◆ **Stated task**: List, copied in full, every one of the lines below that contains the word "with".

◆ **Input records**:
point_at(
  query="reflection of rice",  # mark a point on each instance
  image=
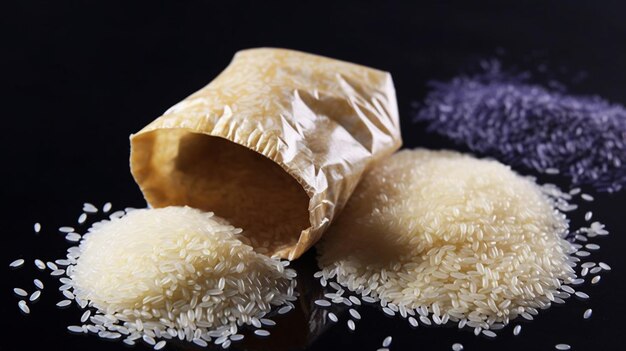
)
(170, 273)
(444, 236)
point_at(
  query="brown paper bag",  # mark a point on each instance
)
(275, 144)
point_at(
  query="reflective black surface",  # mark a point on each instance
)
(79, 77)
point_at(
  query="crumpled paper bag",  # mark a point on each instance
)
(275, 144)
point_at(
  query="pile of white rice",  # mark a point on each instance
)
(445, 236)
(174, 272)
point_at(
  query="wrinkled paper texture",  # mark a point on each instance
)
(323, 121)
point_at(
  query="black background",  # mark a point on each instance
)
(80, 76)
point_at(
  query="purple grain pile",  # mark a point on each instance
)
(532, 126)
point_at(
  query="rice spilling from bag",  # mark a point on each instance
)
(174, 272)
(446, 234)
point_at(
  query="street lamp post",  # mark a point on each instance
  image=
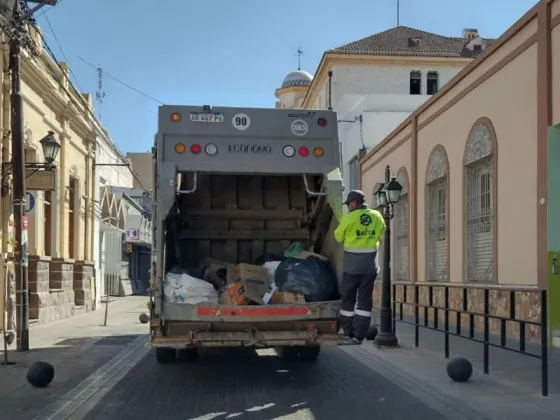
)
(386, 195)
(50, 147)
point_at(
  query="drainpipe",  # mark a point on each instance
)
(330, 90)
(6, 135)
(87, 218)
(92, 200)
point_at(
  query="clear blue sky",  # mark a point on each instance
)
(228, 52)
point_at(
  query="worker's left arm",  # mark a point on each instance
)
(340, 231)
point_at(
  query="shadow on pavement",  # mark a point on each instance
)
(522, 371)
(249, 384)
(74, 360)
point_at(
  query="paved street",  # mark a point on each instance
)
(108, 373)
(246, 384)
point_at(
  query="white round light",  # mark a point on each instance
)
(289, 151)
(211, 149)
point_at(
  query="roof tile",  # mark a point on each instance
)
(395, 42)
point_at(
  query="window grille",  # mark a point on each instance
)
(479, 177)
(401, 225)
(436, 207)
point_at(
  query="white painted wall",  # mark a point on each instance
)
(105, 176)
(381, 94)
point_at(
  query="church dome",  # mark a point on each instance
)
(297, 78)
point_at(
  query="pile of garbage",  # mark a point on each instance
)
(298, 276)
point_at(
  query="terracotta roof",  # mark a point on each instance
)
(398, 41)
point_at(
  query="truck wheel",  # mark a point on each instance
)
(165, 355)
(309, 354)
(288, 352)
(188, 355)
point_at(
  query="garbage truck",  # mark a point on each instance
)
(233, 184)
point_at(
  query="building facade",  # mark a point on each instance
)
(143, 165)
(111, 169)
(60, 221)
(480, 169)
(65, 225)
(377, 82)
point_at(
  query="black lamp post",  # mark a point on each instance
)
(50, 147)
(386, 195)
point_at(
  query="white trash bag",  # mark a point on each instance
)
(182, 288)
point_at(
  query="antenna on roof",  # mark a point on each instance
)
(299, 54)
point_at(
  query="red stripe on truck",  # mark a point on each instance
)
(253, 311)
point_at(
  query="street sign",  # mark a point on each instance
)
(40, 180)
(30, 202)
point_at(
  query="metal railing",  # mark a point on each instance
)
(456, 329)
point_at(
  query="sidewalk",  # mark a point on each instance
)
(511, 390)
(76, 347)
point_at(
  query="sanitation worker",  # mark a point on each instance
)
(360, 230)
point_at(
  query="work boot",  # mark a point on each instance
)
(346, 341)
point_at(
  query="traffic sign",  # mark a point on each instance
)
(30, 202)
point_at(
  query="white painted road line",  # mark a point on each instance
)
(121, 363)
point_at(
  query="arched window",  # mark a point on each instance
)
(402, 250)
(437, 251)
(479, 178)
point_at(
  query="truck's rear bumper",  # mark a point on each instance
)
(252, 313)
(247, 339)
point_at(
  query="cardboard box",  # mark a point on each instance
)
(279, 298)
(246, 284)
(234, 295)
(232, 274)
(255, 281)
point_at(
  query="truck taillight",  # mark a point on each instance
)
(289, 151)
(318, 152)
(303, 151)
(180, 148)
(211, 149)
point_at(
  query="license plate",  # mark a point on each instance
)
(217, 117)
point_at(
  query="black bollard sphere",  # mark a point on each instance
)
(144, 317)
(372, 333)
(459, 369)
(40, 374)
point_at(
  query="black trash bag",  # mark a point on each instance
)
(313, 278)
(268, 257)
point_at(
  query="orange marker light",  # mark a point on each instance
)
(180, 148)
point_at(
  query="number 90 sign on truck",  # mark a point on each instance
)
(242, 197)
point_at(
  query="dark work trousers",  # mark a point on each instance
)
(355, 322)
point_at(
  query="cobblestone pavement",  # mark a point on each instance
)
(78, 348)
(249, 384)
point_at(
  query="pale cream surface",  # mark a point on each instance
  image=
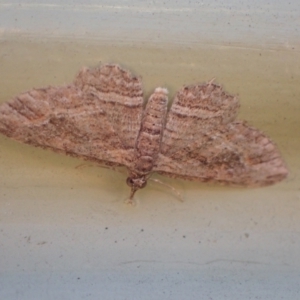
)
(63, 223)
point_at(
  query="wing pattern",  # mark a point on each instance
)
(96, 118)
(201, 141)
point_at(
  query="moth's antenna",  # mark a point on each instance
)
(169, 186)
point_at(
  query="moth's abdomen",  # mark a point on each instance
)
(149, 139)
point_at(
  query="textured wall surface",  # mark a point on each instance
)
(65, 232)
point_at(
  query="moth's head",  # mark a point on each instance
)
(136, 183)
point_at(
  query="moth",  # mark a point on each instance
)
(101, 117)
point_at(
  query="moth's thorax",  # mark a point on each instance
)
(150, 135)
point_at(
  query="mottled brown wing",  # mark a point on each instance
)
(201, 141)
(97, 117)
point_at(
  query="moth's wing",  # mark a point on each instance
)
(97, 117)
(201, 141)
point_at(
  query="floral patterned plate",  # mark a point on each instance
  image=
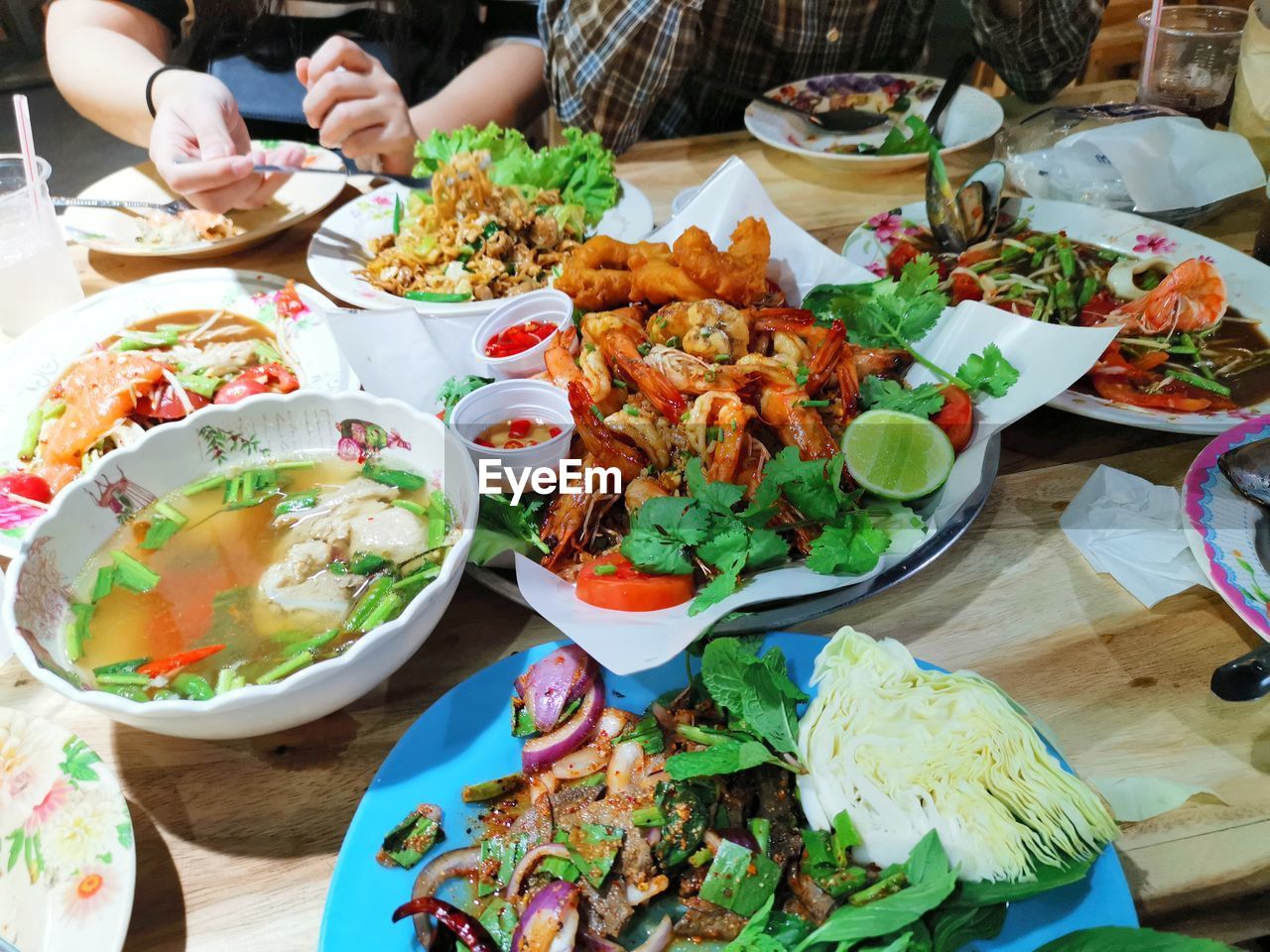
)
(33, 362)
(67, 865)
(1246, 282)
(114, 230)
(339, 248)
(970, 118)
(1222, 529)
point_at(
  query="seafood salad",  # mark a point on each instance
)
(725, 412)
(1180, 347)
(155, 371)
(684, 823)
(499, 216)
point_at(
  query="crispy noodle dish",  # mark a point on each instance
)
(471, 239)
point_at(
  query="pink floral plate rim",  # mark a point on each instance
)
(1224, 567)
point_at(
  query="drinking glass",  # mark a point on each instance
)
(37, 276)
(1197, 50)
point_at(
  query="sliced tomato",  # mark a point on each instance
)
(266, 379)
(163, 404)
(27, 486)
(620, 587)
(899, 255)
(965, 287)
(956, 416)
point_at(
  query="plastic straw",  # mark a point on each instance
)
(27, 144)
(1148, 54)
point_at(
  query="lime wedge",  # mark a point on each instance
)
(896, 454)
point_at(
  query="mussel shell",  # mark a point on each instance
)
(1247, 467)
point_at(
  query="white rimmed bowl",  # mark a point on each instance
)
(548, 306)
(508, 400)
(253, 431)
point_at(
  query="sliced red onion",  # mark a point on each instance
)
(545, 751)
(553, 683)
(659, 938)
(627, 757)
(447, 866)
(580, 763)
(550, 920)
(529, 861)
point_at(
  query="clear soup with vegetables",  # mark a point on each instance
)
(248, 576)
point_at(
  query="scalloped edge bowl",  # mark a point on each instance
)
(259, 429)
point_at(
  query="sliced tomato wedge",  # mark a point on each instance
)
(266, 379)
(620, 587)
(27, 486)
(163, 404)
(965, 289)
(956, 416)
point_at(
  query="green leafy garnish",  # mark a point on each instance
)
(881, 394)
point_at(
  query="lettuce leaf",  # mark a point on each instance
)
(581, 171)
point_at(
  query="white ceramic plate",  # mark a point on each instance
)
(114, 230)
(971, 117)
(339, 248)
(64, 842)
(1246, 284)
(33, 362)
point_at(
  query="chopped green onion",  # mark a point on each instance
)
(123, 678)
(132, 574)
(411, 507)
(193, 489)
(290, 666)
(193, 687)
(103, 583)
(402, 479)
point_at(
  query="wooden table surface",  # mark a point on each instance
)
(236, 839)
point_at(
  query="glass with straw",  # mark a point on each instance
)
(37, 276)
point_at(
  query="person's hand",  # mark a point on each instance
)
(356, 105)
(200, 146)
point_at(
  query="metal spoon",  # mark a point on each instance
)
(173, 207)
(833, 121)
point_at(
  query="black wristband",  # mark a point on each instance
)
(150, 86)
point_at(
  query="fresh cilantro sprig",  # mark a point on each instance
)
(898, 313)
(881, 394)
(670, 535)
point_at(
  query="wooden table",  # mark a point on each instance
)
(236, 841)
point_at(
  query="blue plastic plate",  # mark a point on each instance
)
(465, 738)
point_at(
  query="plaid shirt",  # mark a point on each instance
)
(629, 68)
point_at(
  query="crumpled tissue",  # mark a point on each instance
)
(1132, 530)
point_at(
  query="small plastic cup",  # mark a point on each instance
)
(1197, 51)
(547, 306)
(37, 276)
(509, 400)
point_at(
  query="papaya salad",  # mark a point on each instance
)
(155, 371)
(748, 433)
(499, 216)
(1180, 348)
(714, 814)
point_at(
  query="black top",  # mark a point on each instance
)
(253, 45)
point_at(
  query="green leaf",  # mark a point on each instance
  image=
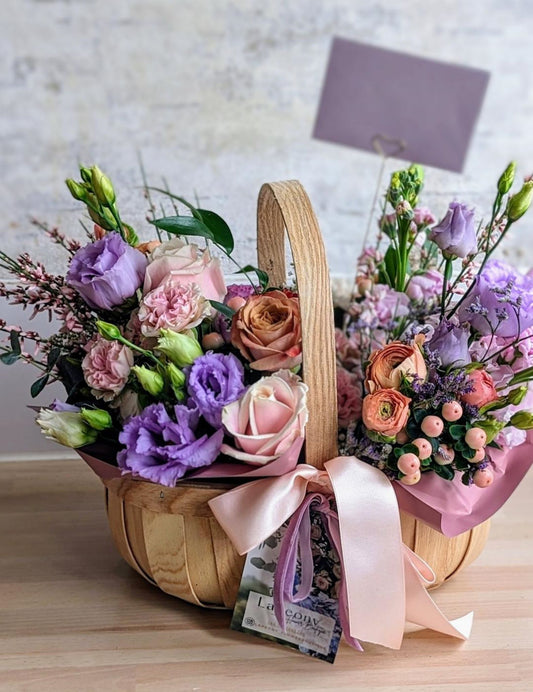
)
(219, 228)
(9, 358)
(15, 341)
(457, 431)
(53, 356)
(444, 472)
(38, 386)
(224, 309)
(261, 275)
(183, 225)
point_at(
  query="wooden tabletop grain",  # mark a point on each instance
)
(74, 617)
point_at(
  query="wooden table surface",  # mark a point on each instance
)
(74, 617)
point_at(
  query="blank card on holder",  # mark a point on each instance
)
(418, 109)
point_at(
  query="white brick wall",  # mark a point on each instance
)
(220, 96)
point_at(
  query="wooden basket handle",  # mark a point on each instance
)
(285, 205)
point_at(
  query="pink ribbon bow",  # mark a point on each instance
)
(383, 581)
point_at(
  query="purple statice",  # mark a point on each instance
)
(161, 448)
(107, 272)
(456, 234)
(450, 341)
(213, 381)
(500, 302)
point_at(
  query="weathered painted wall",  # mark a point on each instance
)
(220, 95)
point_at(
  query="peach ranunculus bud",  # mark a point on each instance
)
(483, 391)
(390, 364)
(185, 264)
(267, 331)
(267, 419)
(386, 412)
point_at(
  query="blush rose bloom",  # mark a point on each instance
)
(185, 264)
(386, 412)
(267, 331)
(390, 364)
(267, 419)
(484, 390)
(172, 305)
(106, 367)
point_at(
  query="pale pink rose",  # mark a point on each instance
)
(483, 391)
(425, 287)
(186, 264)
(106, 367)
(172, 305)
(267, 419)
(349, 398)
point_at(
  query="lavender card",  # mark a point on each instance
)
(377, 97)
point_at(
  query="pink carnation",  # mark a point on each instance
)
(106, 367)
(349, 399)
(172, 305)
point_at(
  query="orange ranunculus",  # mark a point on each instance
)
(390, 364)
(386, 411)
(268, 332)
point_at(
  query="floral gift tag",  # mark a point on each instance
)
(312, 625)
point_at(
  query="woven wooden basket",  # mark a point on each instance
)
(169, 534)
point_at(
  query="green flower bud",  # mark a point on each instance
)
(516, 396)
(85, 174)
(506, 180)
(108, 331)
(518, 204)
(491, 426)
(76, 190)
(104, 218)
(523, 420)
(103, 187)
(177, 381)
(181, 349)
(150, 380)
(96, 418)
(65, 427)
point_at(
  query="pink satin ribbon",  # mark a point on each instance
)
(383, 581)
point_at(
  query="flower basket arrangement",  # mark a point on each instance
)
(214, 413)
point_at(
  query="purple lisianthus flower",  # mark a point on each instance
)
(161, 449)
(450, 343)
(106, 272)
(456, 234)
(500, 302)
(426, 286)
(213, 381)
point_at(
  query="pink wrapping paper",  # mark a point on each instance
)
(451, 507)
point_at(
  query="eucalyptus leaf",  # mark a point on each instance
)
(261, 275)
(184, 225)
(9, 358)
(219, 228)
(14, 341)
(38, 386)
(224, 309)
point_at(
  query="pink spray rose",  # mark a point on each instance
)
(484, 390)
(185, 264)
(172, 305)
(267, 419)
(106, 367)
(426, 286)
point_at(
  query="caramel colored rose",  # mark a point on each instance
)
(386, 412)
(395, 361)
(268, 332)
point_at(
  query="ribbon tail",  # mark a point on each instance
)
(421, 609)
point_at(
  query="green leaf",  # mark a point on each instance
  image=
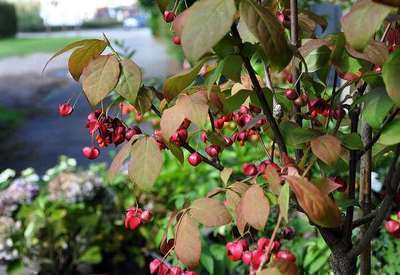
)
(363, 21)
(207, 262)
(130, 80)
(295, 136)
(232, 67)
(265, 26)
(207, 23)
(377, 105)
(80, 43)
(146, 162)
(81, 57)
(318, 58)
(91, 256)
(351, 141)
(283, 201)
(391, 133)
(100, 78)
(390, 73)
(327, 148)
(233, 102)
(176, 151)
(177, 83)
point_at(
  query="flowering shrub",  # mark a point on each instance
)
(248, 83)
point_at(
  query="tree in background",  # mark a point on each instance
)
(258, 73)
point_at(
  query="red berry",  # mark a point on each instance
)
(185, 124)
(249, 169)
(213, 150)
(182, 134)
(175, 270)
(203, 137)
(341, 182)
(146, 216)
(288, 233)
(219, 123)
(291, 94)
(246, 257)
(195, 159)
(176, 39)
(234, 250)
(91, 152)
(285, 256)
(65, 109)
(169, 16)
(339, 113)
(154, 265)
(228, 141)
(393, 227)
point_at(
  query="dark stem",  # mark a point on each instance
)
(260, 95)
(378, 134)
(187, 146)
(391, 183)
(365, 197)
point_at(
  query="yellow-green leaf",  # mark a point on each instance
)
(363, 21)
(210, 212)
(146, 162)
(80, 43)
(327, 148)
(187, 242)
(174, 85)
(264, 25)
(81, 57)
(100, 78)
(130, 80)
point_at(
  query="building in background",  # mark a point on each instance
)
(75, 12)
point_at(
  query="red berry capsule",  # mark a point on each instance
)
(169, 16)
(213, 150)
(177, 40)
(146, 216)
(249, 169)
(91, 152)
(285, 256)
(195, 159)
(291, 94)
(65, 109)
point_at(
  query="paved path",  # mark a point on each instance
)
(44, 135)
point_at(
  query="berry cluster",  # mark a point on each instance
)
(251, 169)
(163, 269)
(135, 217)
(392, 226)
(239, 251)
(316, 106)
(169, 17)
(109, 130)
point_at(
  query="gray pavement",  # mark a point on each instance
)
(44, 135)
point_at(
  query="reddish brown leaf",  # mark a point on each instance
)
(318, 206)
(255, 207)
(187, 242)
(327, 148)
(285, 267)
(210, 212)
(273, 178)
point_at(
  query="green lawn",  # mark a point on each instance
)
(25, 46)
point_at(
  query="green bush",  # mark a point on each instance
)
(101, 23)
(8, 20)
(29, 19)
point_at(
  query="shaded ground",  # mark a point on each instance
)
(44, 135)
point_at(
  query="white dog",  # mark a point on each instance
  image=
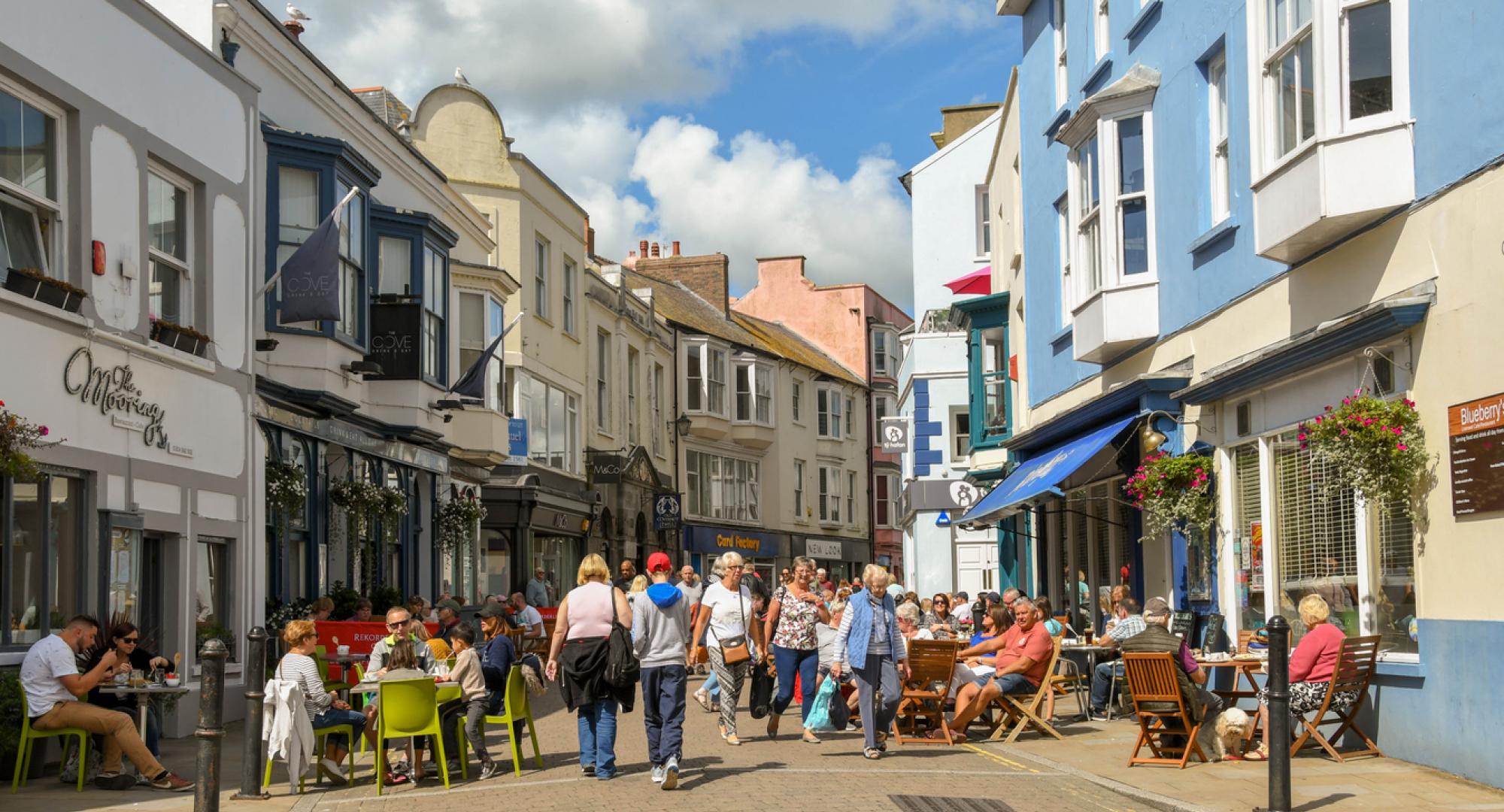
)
(1222, 738)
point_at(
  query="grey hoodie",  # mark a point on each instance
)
(661, 626)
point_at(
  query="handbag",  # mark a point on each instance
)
(623, 667)
(735, 650)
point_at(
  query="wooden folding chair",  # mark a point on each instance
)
(1020, 714)
(1353, 671)
(1162, 710)
(932, 665)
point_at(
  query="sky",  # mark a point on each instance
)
(750, 129)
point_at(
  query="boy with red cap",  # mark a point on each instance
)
(661, 638)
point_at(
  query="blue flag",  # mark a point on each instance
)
(312, 277)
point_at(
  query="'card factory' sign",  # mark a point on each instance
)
(1476, 434)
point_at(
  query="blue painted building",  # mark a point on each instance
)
(1237, 213)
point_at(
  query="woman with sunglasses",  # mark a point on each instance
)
(126, 640)
(938, 620)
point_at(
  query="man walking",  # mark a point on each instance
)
(53, 685)
(661, 638)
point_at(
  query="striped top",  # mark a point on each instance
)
(302, 670)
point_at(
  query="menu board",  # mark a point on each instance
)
(1476, 434)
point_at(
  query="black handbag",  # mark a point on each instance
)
(623, 667)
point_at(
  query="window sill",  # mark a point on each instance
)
(1224, 229)
(1097, 74)
(1141, 23)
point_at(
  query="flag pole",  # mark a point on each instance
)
(339, 210)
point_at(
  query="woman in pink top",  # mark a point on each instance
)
(1312, 662)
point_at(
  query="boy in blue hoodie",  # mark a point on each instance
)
(661, 638)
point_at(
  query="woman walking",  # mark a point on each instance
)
(872, 646)
(796, 611)
(727, 608)
(580, 653)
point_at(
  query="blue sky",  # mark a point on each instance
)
(754, 130)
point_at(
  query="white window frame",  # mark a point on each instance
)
(53, 244)
(183, 267)
(1219, 160)
(542, 252)
(1063, 74)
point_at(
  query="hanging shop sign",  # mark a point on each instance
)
(115, 393)
(1476, 434)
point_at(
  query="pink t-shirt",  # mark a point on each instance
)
(590, 611)
(1317, 655)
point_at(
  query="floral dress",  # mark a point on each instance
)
(796, 622)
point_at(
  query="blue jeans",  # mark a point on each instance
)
(1103, 683)
(598, 738)
(336, 717)
(790, 662)
(664, 712)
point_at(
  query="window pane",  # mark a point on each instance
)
(1130, 156)
(1369, 71)
(1136, 237)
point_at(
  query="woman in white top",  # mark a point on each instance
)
(727, 607)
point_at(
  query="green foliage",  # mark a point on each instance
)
(1371, 446)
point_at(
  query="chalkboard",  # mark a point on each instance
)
(1183, 625)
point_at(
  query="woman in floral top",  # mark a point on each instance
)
(938, 620)
(795, 647)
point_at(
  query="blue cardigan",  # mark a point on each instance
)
(857, 631)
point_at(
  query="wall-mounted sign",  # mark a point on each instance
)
(115, 393)
(395, 341)
(894, 435)
(1476, 434)
(667, 512)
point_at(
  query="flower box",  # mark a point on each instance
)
(34, 285)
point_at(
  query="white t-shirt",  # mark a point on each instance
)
(726, 613)
(41, 674)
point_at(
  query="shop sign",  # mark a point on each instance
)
(115, 393)
(667, 511)
(1476, 434)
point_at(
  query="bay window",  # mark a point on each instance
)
(31, 190)
(169, 247)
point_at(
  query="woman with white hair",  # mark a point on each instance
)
(872, 646)
(727, 608)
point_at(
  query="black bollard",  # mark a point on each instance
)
(252, 762)
(1279, 704)
(211, 727)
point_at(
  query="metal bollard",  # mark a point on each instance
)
(1279, 704)
(211, 727)
(252, 762)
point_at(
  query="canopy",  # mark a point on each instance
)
(975, 282)
(1045, 473)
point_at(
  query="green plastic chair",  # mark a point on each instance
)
(320, 735)
(410, 709)
(23, 756)
(520, 709)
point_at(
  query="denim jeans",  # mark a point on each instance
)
(664, 712)
(790, 662)
(1103, 683)
(598, 738)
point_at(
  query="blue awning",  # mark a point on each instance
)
(1045, 473)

◆ **Exercise response**:
  query="clear soup with vegetables",  # mark a point on each instance
  query="glass with straw",  # mark a point on each instance
  query="boy with red cap",  # mark a point on each instance
  query="woman with sunglasses",  # mark a point on each instance
  query="woman with white hair",  # mark a point on each instance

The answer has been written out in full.